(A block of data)
▽
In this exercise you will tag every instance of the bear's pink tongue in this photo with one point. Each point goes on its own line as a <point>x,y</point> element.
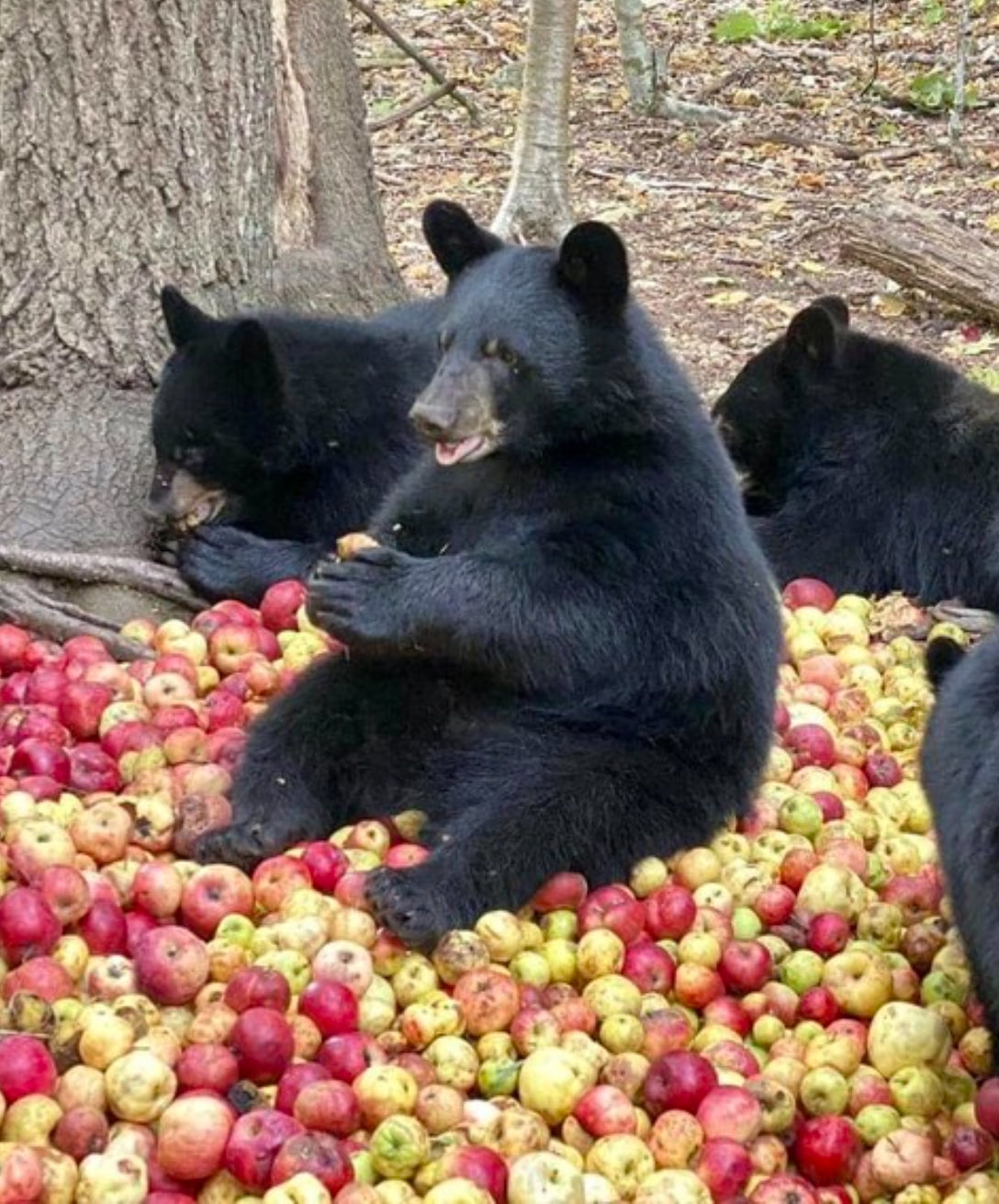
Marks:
<point>453,453</point>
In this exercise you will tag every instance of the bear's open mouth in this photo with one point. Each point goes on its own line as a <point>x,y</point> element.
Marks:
<point>465,450</point>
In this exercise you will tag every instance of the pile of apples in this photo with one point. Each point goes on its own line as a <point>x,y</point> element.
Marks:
<point>784,1017</point>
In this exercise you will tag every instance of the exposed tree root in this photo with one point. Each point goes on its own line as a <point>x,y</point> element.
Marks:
<point>59,620</point>
<point>101,568</point>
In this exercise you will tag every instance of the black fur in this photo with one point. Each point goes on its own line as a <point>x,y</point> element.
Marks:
<point>867,464</point>
<point>960,777</point>
<point>302,422</point>
<point>566,651</point>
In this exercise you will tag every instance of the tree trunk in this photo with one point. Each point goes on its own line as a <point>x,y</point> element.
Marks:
<point>925,252</point>
<point>140,147</point>
<point>329,220</point>
<point>645,73</point>
<point>535,206</point>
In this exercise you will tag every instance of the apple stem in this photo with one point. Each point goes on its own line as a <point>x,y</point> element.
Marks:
<point>59,620</point>
<point>101,568</point>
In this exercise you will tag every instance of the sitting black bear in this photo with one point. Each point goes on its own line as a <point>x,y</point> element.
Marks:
<point>275,433</point>
<point>867,464</point>
<point>960,762</point>
<point>565,653</point>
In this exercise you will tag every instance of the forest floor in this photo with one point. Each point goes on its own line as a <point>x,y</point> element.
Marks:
<point>730,229</point>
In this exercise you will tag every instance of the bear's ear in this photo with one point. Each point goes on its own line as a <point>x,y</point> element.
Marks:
<point>836,307</point>
<point>455,239</point>
<point>185,321</point>
<point>815,332</point>
<point>250,348</point>
<point>593,265</point>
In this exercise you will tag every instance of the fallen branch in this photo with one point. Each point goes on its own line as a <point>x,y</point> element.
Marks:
<point>424,101</point>
<point>97,568</point>
<point>59,620</point>
<point>414,53</point>
<point>925,252</point>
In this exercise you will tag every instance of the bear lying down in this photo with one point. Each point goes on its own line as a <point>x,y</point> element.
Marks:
<point>867,464</point>
<point>565,649</point>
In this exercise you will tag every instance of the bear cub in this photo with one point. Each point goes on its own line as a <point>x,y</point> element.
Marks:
<point>275,433</point>
<point>960,761</point>
<point>867,464</point>
<point>565,649</point>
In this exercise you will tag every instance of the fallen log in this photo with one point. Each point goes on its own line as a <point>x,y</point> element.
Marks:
<point>922,251</point>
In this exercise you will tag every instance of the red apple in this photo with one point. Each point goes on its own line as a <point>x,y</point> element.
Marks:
<point>330,1006</point>
<point>808,591</point>
<point>348,1053</point>
<point>213,893</point>
<point>328,1106</point>
<point>827,1150</point>
<point>724,1167</point>
<point>208,1065</point>
<point>746,966</point>
<point>279,604</point>
<point>678,1080</point>
<point>564,890</point>
<point>28,925</point>
<point>669,913</point>
<point>26,1068</point>
<point>314,1153</point>
<point>254,1144</point>
<point>173,964</point>
<point>264,1044</point>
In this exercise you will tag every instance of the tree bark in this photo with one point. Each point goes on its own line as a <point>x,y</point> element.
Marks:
<point>141,147</point>
<point>136,151</point>
<point>645,73</point>
<point>330,228</point>
<point>922,251</point>
<point>535,206</point>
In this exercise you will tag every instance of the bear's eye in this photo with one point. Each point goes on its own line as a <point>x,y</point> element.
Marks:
<point>494,349</point>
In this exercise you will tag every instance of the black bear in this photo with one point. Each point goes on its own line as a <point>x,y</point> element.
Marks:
<point>275,433</point>
<point>565,650</point>
<point>867,464</point>
<point>960,761</point>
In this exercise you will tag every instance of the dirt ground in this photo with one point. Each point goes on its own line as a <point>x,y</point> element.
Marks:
<point>728,232</point>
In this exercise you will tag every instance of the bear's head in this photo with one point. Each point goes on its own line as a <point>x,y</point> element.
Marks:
<point>777,394</point>
<point>522,329</point>
<point>218,415</point>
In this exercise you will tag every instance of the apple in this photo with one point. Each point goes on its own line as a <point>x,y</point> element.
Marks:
<point>254,1142</point>
<point>329,1106</point>
<point>28,925</point>
<point>93,770</point>
<point>26,1068</point>
<point>331,1006</point>
<point>14,643</point>
<point>173,964</point>
<point>192,1135</point>
<point>264,1044</point>
<point>279,604</point>
<point>318,1154</point>
<point>349,1053</point>
<point>213,893</point>
<point>258,986</point>
<point>564,890</point>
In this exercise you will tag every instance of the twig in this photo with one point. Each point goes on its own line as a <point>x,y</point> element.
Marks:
<point>680,186</point>
<point>875,64</point>
<point>414,107</point>
<point>839,150</point>
<point>61,620</point>
<point>414,53</point>
<point>960,72</point>
<point>101,568</point>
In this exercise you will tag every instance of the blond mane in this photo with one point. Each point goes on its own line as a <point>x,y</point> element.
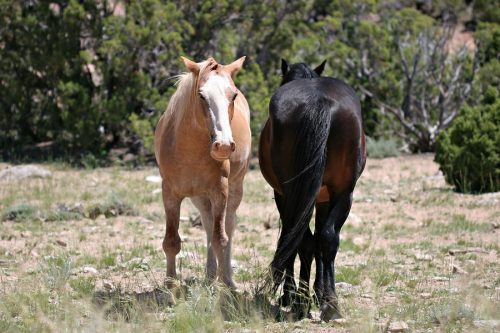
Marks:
<point>184,98</point>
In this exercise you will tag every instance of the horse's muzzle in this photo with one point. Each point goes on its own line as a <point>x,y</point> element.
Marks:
<point>221,151</point>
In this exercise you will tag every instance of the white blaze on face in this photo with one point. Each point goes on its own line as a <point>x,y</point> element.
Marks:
<point>214,93</point>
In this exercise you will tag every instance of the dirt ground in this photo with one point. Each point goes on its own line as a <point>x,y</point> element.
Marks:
<point>414,256</point>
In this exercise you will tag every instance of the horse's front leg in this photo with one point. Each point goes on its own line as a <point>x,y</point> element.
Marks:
<point>233,202</point>
<point>172,240</point>
<point>220,239</point>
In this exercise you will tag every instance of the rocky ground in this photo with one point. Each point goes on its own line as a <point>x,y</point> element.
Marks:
<point>81,250</point>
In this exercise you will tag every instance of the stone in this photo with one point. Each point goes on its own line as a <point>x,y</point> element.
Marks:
<point>24,171</point>
<point>108,285</point>
<point>425,295</point>
<point>89,270</point>
<point>153,179</point>
<point>423,257</point>
<point>397,326</point>
<point>489,324</point>
<point>458,270</point>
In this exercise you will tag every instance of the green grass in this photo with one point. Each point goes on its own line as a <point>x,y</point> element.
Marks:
<point>43,286</point>
<point>459,224</point>
<point>351,275</point>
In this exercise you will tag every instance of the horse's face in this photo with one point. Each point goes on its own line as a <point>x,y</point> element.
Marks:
<point>299,71</point>
<point>218,93</point>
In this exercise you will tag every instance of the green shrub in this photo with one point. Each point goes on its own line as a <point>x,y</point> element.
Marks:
<point>469,151</point>
<point>381,148</point>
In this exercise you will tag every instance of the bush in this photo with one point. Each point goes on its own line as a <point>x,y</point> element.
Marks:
<point>381,148</point>
<point>469,151</point>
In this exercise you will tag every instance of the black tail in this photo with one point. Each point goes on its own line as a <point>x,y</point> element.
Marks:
<point>300,191</point>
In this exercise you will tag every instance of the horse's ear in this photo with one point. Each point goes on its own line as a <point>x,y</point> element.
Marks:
<point>320,68</point>
<point>191,65</point>
<point>235,66</point>
<point>284,66</point>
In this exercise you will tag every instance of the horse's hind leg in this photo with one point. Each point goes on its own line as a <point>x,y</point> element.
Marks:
<point>322,211</point>
<point>306,252</point>
<point>172,240</point>
<point>329,238</point>
<point>289,287</point>
<point>205,209</point>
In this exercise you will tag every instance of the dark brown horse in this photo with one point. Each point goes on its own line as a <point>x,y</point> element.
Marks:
<point>312,151</point>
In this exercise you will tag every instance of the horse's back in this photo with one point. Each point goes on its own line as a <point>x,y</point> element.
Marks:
<point>295,104</point>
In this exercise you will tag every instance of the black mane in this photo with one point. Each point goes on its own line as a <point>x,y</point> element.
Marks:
<point>299,71</point>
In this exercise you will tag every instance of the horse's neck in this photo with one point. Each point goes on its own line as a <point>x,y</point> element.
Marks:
<point>191,127</point>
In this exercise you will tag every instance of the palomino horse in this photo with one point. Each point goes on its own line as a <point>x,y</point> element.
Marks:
<point>312,151</point>
<point>202,146</point>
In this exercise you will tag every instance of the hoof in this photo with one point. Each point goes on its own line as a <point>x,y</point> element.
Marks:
<point>285,300</point>
<point>329,312</point>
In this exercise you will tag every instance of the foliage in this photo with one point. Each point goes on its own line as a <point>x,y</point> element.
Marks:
<point>381,148</point>
<point>469,153</point>
<point>82,78</point>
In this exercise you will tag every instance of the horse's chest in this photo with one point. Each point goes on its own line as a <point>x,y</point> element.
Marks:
△
◆ **Task**
Using the material above, reproduce exactly the line that contains "the horse's hind" and all lines after it through the last one, and only those.

◆ **Solution to the exercise**
In this exercise you will tag every instance of the horse's hind leg in this photo with one point. Each point goes on its own line as a <point>x,y</point> element.
Marks:
<point>322,211</point>
<point>306,252</point>
<point>172,240</point>
<point>329,238</point>
<point>289,287</point>
<point>205,209</point>
In this exercise you will tag every instance of the dark brown horse in this photo with one point. Each point goes on its own line as a <point>x,y</point> element.
Marks:
<point>312,151</point>
In this exercise you will tag every instance of the horse's back in this photo with one point. Each point goes on its own line as a <point>x,y</point> element.
Marks:
<point>295,104</point>
In this exercise you will tag every instance of the black mane in this photo with one point. Each point goes on its own line as a <point>x,y</point> element.
Marks:
<point>299,71</point>
In this exercise you will tag every instance of the horse's neck in this photo with one point. Each point goes on its own line as a <point>x,y</point> element.
Marks:
<point>191,127</point>
In this exercise you will tag every instance of the palomino horse in this photo with one point. Each point goes on its own line as a <point>x,y</point> element.
Marks:
<point>312,151</point>
<point>202,146</point>
In this exercise you will tag every instance of the hoof in this photo with one point. Each point goes on its own line as a <point>x,y</point> element.
Marks:
<point>285,300</point>
<point>329,312</point>
In this exercise you will tag every instance of the foliage in this photo with one point. Each point goes on its own line as a <point>x,y</point> element.
Marks:
<point>381,148</point>
<point>469,153</point>
<point>82,78</point>
In this exercise you will tag every instance of the horse's chest in this photo with one point. Each point goes on its own line as a <point>x,y</point> element.
Marks:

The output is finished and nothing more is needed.